Text passage:
The encounter continued with more police and paramilitary officers arriving from the CRPF led by DIG Dhanpat Yadev. By 11 PM the Indian Army arrived and police and paramilitary forces withdrew from the area, giving the army full control of the operation. The arm deployed light-machine guns, medium machine guns, tear gas, mortars, sniper rifles, and RPG-7 rockets against Mancohahal and his fellow militants. Bulletproof tractors were also used. An army major and two soldiers were killed in the continued fighting. the encounter ended after 40 hours on May 8 with 1,000 security personnel taking part. 7 militants were killed with Manochahal and others having managed to escape. 5 security personnel were killed with 7 others injured. Rataul had been equipped with multiple underground bunkers and fortified positions on the roofs of multiple buildings.

=== Later Insurgency ===
In 1992, a separate Panthic committee headed by Dr. Sohan Singh was forme. It called for the boycott of the 1992 Punjab Legislative Assembly election. Manochahal argued they should contest in the election. He argued that it was the only time to get Khalistan and it was now or never .His demands for an election led others calling him a government puppet. He decided not to contest after Sikh leaders kept calling for a boycott. The formation of this committee undermined the influence of Manochahal who was criticized for his support for political participation and led to a divide between the armed groups within Punjab. Elections resulted in a Congress Government under Beant Singh of the Congress Party. The formation of this committee undermined the influence of Manochahal who was criticized for his support for political participation and led to a divide between the armed groups within Punjab.

To make Manochahal surrender himself police illegal detained many of his family members. Manochahal refused to surrender which led the detention, torture, and death of his family members.

Per Maloy Krishna Dhar, a former Joint Director, Intelligence Bureau, India, he was given the task to negotiate with Gurbachan Singh Manochahal. He contacted Manochahal through a journalist source, was blindfolded and taken a few hundred kilometres from Amritsar to meet with him where he secretly held negotiations for three hours before he was blindfolded again and transported back.

==Death==
Manochahal had been barred from entering Pakistan since 1990 due to his fallout with Wassna Singh Zaffarwal, who was operating from Punjab, Pakistan. He spent the next 3 years constantly fleeing, hiding, and fighting encounters. Manochahal carried a bounty of ₹3,000,000 on his head by the time of his death.

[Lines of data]

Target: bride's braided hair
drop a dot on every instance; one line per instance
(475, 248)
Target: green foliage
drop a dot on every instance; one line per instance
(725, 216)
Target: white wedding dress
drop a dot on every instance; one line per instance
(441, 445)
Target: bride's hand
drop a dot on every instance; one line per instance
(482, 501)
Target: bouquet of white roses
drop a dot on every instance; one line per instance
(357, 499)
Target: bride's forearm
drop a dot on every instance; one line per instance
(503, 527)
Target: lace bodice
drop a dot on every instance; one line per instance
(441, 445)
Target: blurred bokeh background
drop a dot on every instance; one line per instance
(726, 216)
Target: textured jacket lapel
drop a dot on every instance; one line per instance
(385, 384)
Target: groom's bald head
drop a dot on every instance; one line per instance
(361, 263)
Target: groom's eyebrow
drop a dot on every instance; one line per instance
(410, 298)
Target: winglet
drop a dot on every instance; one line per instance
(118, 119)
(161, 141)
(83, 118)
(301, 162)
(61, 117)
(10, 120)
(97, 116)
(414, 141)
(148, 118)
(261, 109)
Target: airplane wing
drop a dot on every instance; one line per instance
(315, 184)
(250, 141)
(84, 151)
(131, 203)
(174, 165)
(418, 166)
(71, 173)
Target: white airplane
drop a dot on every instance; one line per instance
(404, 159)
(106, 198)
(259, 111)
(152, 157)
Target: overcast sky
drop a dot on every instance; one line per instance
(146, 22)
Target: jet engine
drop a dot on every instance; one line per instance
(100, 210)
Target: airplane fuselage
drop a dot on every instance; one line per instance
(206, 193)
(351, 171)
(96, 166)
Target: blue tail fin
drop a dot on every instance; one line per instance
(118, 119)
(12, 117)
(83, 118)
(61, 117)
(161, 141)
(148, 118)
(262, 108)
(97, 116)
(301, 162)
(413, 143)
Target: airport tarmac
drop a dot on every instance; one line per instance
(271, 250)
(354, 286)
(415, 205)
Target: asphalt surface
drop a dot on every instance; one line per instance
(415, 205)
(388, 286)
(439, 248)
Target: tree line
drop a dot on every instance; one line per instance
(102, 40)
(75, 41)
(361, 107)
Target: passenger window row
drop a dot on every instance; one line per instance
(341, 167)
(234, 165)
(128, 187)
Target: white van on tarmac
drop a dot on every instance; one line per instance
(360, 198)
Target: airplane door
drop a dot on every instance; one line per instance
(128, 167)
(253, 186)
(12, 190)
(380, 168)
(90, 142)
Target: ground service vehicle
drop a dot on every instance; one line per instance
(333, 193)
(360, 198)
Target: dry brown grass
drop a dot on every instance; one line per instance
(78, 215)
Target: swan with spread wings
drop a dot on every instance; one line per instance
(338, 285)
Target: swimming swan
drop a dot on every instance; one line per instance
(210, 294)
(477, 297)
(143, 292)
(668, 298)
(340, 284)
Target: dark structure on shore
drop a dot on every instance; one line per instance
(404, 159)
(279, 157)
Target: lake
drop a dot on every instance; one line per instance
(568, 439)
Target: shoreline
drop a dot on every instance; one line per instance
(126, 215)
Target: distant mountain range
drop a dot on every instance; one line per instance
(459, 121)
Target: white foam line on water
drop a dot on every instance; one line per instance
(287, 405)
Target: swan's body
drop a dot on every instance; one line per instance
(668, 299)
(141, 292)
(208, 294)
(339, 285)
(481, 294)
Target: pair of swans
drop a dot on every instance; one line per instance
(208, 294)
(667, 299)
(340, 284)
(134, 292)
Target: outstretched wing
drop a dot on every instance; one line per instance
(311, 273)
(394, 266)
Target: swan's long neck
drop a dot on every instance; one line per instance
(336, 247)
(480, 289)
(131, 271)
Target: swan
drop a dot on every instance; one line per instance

Written task 1: From the passage on Manochahal above, extract everything from "To make Manochahal" down to "death of his family members.".
Written task 2: Extend the account of Gurbachan Singh Manochahal's militancy and death, picking up after its last sentence.

Result 1:
To make Manochahal surrender himself police illegal detained many of his family members. Manochahal refused to surrender which led the detention, torture, and death of his family members.

Result 2:
Manochahal escaped from the police's dragnet on 27 February in Bagrian village. The police cornered him in the nearby Rataul village the following day. The encounter began at 3:45 PM when Police search team were fired upon by Manochahal and others. The Police search team requested immediate assistance. Soon 2 quick reaction teams led by 2 different Majors and the Commanding officer of the Rashtriya Rifles, Colonel arrived. So did many other senior officers. In 30 minutes over 225 army and police personnel began to cordon the area. After defending himself for an hour with a machine gun, he was killed. The chief of the Punjab Police, Kanwar Pal Singh Gill later proclaimed, "Now I can say that we have finished militancy in Punjab." An AK-47, double barrel gun, and two remote controlled bombs were recovered from Manochahal. Manochahal was responsible for over 2,000 killings by the time of his death.

Following Manochahal's death 101 militants surrendered to the police including 6 "A class" militants who were amongst the most wanted,

== Views ==
Manochahal had strong views on many issues. When asked about the size of the Sikh state he fights for Manochahal answered with, “Due to the foolishness of our leaders, the area over which the Sikhs once ruled has been allowed to shrink… What we do have in mind is the rule of Khalsa over the Delhi Takht because our war is against the Brahmin-Bania combine, which will not budge an inch without a struggle. We shall fight to the end.”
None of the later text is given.